++++ Text
Packaged, ready-to-eat, short preparation time, long shelf life – this is more or less the list of requirements that many of us look for in the food products we buy – and it's no coincidence. The modern pace of life in the Western world, aggressive marketing campaigns of the food industry and the need to take advantage of surplus produce in a globalized world – all these are causing retailers to offer more and more instant foods – and to choose the faster option.
The globally accepted definition today divides food into four main food groups:
1. Minimally processed foods
First food group: unprocessed food or food that has undergone very little processing. This food group includes raw and natural foods, including food that has undergone basic processing like chopping, freezing, grinding etc.
2. Basic food ingredients
Second food group: basic food ingredients. In other words – staple foods which are usually added to the first food group. Examples are substances that can be found in every kitchen, including oil (olive, sunflower, canola, etc.), sugar (white or brown), salt and herbs and spices.
3. Homemade = raw + basic food ingredients
Third food group: products prepared and cooked at home from household ingredients that can be found in every food supply store. The official definition refers only to raw foods that are added with basic food ingredients (categories 1 and 2); food cooked with herbs and spices (at home, in a restaurant or food manufacturer). Most cooked foods belong to this group and include soups (not soup powder), cooked chicken or fish, couscous, meatballs, cooked or stir-fry vegetables and even homemade schnitzel.
++++++++
++++ Source material
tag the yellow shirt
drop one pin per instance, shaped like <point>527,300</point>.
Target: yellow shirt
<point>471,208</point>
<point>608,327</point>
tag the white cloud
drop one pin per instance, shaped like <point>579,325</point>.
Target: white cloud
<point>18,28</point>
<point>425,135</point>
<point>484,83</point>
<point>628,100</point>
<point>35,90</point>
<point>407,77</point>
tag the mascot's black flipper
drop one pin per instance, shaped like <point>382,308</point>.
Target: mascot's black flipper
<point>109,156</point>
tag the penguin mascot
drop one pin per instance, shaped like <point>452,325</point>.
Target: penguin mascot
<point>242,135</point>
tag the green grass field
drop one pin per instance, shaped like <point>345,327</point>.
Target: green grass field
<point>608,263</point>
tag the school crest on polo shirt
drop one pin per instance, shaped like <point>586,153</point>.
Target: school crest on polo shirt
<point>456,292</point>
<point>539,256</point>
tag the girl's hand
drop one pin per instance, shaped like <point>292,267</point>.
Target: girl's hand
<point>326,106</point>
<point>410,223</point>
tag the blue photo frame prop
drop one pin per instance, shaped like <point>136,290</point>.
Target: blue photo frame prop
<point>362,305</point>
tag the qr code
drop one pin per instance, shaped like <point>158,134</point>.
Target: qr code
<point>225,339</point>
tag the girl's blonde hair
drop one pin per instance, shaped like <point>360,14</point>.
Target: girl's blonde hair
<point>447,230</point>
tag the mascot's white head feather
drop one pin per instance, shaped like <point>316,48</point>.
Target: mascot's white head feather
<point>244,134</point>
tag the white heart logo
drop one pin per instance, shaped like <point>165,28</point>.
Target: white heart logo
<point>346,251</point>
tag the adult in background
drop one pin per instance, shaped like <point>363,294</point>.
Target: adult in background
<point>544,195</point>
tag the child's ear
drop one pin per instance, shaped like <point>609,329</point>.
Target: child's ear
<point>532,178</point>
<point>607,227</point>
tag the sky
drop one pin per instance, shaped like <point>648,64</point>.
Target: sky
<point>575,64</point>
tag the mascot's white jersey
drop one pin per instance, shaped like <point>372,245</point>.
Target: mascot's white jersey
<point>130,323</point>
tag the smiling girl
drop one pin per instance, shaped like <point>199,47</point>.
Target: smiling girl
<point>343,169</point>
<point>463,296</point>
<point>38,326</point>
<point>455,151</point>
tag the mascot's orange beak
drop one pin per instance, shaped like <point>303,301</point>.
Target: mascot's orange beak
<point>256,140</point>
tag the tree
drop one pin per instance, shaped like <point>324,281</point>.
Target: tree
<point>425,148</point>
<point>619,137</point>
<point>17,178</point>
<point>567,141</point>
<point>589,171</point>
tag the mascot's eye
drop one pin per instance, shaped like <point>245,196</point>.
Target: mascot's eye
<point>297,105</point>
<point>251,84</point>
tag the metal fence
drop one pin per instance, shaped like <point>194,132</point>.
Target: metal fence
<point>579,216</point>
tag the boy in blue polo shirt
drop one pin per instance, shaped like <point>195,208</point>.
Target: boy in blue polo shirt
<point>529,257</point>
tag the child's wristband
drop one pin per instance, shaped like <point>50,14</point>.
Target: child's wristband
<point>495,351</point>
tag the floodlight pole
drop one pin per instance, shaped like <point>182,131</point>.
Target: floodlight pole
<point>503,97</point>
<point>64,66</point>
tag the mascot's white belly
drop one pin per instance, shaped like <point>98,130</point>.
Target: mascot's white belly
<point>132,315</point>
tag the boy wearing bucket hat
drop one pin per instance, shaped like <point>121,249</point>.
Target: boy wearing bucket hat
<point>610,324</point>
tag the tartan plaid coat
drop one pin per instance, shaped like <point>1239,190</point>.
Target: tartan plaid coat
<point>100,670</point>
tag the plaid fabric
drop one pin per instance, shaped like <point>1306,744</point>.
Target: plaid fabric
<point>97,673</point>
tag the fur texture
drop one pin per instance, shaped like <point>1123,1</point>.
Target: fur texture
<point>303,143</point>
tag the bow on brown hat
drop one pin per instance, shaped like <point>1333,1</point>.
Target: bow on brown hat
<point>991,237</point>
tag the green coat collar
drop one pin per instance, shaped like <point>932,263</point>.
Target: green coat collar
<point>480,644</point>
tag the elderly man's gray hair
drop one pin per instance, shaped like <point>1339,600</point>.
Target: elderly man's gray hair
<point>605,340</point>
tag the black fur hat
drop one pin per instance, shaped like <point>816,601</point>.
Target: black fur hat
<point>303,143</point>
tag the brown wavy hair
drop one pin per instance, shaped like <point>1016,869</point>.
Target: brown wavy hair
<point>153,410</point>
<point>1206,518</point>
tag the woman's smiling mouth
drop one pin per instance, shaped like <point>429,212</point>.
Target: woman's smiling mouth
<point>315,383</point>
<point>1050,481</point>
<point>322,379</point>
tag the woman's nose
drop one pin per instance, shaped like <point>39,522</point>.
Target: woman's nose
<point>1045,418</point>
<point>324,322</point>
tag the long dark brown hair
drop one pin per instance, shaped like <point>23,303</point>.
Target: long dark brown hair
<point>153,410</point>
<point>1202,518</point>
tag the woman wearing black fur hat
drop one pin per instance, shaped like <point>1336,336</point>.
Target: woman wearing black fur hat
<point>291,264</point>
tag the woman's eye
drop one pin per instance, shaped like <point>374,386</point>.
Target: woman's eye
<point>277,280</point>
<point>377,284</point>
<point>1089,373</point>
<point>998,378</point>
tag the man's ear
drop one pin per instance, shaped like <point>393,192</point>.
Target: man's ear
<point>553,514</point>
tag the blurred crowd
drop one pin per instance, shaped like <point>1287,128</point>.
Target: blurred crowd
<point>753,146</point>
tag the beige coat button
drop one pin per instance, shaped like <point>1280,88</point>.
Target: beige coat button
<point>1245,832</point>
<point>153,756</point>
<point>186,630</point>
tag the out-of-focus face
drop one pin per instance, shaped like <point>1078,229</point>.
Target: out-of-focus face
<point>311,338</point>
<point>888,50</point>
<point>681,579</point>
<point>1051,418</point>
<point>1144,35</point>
++++++++
Task A: According to the text on food groups, into how many main food groups does the globally accepted definition divide food?
Task B: Write out the passage of the text on food groups from "The globally accepted" to "freezing, grinding etc.".

Written solution A: Four.

Written solution B:
The globally accepted definition today divides food into four main food groups:
1. Minimally processed foods
First food group: unprocessed food or food that has undergone very little processing. This food group includes raw and natural foods, including food that has undergone basic processing like chopping, freezing, grinding etc.